Из книги "Путешествие в глубины сердца. Духовный дневник”

Некоторые части предлагаемого Вашему вниманию дневника Свами Абхишиктананды, были опубликованы в Париже в 1986 году на французском (“La montée au fond du coeur”) под редакцией Раймона Паниккара. Они охватывают период с момента прибытия Анри Ле Со в Индию в 1948 году до его последней записи в дневнике в сентябре 1873 года, за три месяца до смерти. Английская версия была опубликована в Дели  (ISPCK) в 1998 году. Эти документы свидетельствуют о внутренней борьбе человека, который пытался связать свою христианскую веру и индуистскую традицию, внутренний конфликт, возникший в связи с принадлежностью к двум традициям, который завершился победой осознания недвойственности бытия.  

25 июля 1971 года

У меня лишь одно послание – послание Абсолюта. Это то, чему учил Иисус и о чём говорили все провидцы: встреча лицом к лицу со смертью, с Ямой [1] , с Богом. Эта встреча лицом к лицу полностью открыта, обнажена: “na papa na punyam (“больше не существует ни добра, ни зла”). Как бы сказали христиане, никаких [личных] заслуг, только милость. Однако, все религии по разному трактуют это послание, используя разную терминологию и разные пути познания, а эго скрывает от нас эту истину и мы становимся добычей смерти (...) Богэто Абсолют, и эта смерть. Никто не может увидеть Бога и остаться в живых. Встреча с ним уничтожает все защитные барьеры, как умственные, так и социологические. До тех пор, пока Бог остаётся для нас божеством (дэва [2] ), которое поощряет и наказывает, Он не есть Бог.

12 декабря 1971 года

"(...) Моё послание не имеет ничего общего с какой бы то ни было дхармой [3] . Таково любое послание, идущее из глубины [сердца]. Хотя послание “Упанишад [4] ” имеет ведические и брахманические корни и их формулировки происходят из этих корней, оно “самосветящееся”, свапракаша. Оно являет свет, происходящий из самых глубин, и само становится его отражением. Точно также и “Евангелие” не связано с иудейским миром, в котором оно было явлено. Это знание универсально, его истинные ценности растопили восковые соты иудейского и греческого миров, и извлекло мёд, который в них хранился. Это знание – эхо глубин человеческого сердца, которое несёт послание любви, самопожертвования и истинных взаимоотношений. Это послание божественности каждой личности. Послание “Упанишад”, пройдя по мутным водам каналов, невероятно отдалённым от Источника, сформировало индийский образ мысли, а послание “Евангелия”, пройдя тот же путь – западный. Человек (измотанный религией, межрелигиозной рознью и самосвятством) возвращается к Источнику, когда встречается лицом к лицу с самим собой, со своими собственными глубинами. Тогда он осознаёт, что “он есть” в гораздо большей степени, чем когда использует любой вид анализа, даже философского (экзистенциального) анализа (...)"

■ ■ ■ ■ ■ ■ ■

Задания
1) В каком году английская версия духовного дневника, о котором идет речь в отрывке, вышла в Дели?
2) Перечислите, послание чего, согласно отрывку из духовного дневника, несет знание, названное эхом глубин человеческого сердца.
3) Продолжите отрывок из духовного дневника, начав сразу после его последнего предложения.

Материал
■ ■ ■ ■ ■ ■ ■

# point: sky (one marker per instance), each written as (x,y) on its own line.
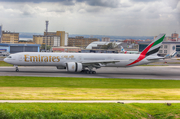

■ ■ ■ ■ ■ ■ ■

Ответы по порядку
1) В 1998 году.

2) Любви, самопожертвования и истинных взаимоотношений.

3)
24 декабря 1971 года

"Господи, кто Ты? Существуешь ли Ты? Я не могу продолжатьОтличен ли Ты от моего брата, в чём лике отражён мой лик? Отличен ли Ты от воды, земли, огня или чего-либо сделанного из них? Почва, находящаяся в глубине меня есть глубина всего сущего – это лик, это Ты Сам, Ты видишь меня в этой глубине, и это также я сам, я сам обращаюсь к себе самому. Так ли это? Отличен ли Ты от этой тайны, от Брахмана [5] в глубине меня, от всего сущего? Я имею в виду, отличен ли Ты от этой абсолютной тайны, которую нельзя назвать по имени? Это Я”, это Ты” – это проекция меня самого? Это последняя попытка спасти меня перед Твоим ликом? Ты Ишвара [6] ? Ты Пуруша [7] ? Ты Кришна [8] ? Ты Иисус? Отличен ли Ты от меня?

Являешь ли Ты Себя в том свете, который находится за пределами тьмы? И вообще, являешь ли Ты Себя в свете? Или Ты Сам есть свет, который окружает меня, проникает в меня и поглощает меня?  Логос является, чтобы осветить нисхождение вглубь, в пещеру: гуха, и затем существует лишь тот, кто находится внутри её (гухантара) и внутри самого себя (...) В глубине внутренней пещеры (гуха) нет имени, но нет и безымянности, там нет ни Шивы, ни Иисуса [9] (...)

[Оригинальная версия: Abhishiktananda: “Ascent to the Depth of the Heart. Spiritual Diary” (1948-1973). Selected and edited by Raimon Panikkar, translated by David Fleming and James Stuart, Delhi (ISPCK) 1998, 446] pp.]

Из книги: "Сатчитананда. Христианский подход к адвайтическому опыту"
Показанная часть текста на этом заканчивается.